» About this exercise: Where does the word "mist" occur in the material? Copy each line that has it.
--------------------------------
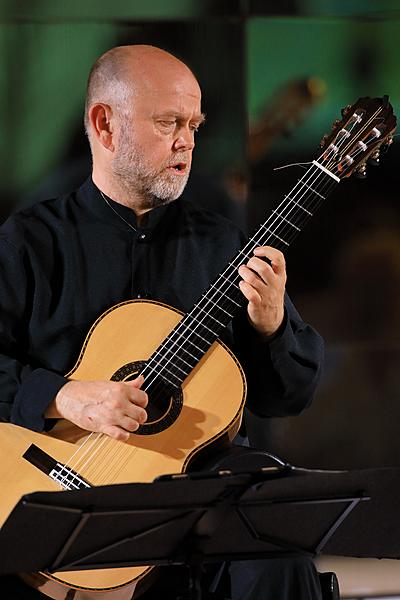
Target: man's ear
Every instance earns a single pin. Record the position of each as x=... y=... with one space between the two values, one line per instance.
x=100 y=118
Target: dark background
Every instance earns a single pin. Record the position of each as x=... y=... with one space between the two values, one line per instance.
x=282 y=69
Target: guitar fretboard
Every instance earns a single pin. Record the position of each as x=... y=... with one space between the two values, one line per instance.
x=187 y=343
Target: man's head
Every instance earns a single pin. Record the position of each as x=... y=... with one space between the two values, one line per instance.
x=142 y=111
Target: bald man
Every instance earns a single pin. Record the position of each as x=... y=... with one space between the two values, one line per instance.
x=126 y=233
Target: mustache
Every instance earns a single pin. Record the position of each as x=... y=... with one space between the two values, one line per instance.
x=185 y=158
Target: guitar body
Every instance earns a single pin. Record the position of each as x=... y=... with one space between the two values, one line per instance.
--------------------------------
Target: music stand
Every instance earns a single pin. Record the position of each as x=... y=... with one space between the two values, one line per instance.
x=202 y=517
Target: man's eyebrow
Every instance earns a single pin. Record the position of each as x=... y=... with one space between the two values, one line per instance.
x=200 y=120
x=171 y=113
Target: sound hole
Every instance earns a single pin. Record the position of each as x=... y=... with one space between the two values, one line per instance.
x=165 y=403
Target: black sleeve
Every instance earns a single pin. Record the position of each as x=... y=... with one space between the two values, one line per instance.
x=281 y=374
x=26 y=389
--------------------------------
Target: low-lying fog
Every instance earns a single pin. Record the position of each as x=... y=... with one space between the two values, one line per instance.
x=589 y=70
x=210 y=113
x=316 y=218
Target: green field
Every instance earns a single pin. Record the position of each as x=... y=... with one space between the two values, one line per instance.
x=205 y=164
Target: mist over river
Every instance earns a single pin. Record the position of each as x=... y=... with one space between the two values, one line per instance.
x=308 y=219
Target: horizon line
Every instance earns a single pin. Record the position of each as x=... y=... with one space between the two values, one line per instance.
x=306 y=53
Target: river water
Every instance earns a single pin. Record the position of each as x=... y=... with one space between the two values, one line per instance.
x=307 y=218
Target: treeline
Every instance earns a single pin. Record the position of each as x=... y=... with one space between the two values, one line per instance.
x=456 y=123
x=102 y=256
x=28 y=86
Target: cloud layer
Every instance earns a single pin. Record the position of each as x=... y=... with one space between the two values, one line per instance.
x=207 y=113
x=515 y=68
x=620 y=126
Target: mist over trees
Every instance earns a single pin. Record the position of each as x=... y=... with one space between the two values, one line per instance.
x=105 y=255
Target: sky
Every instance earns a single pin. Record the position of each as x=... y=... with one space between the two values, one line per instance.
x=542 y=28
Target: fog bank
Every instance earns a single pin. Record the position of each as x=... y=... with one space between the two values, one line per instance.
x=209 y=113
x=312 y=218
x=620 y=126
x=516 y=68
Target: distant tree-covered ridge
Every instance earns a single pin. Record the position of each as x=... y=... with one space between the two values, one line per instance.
--------------------------------
» Result:
Target: mist over river
Target: mist over trees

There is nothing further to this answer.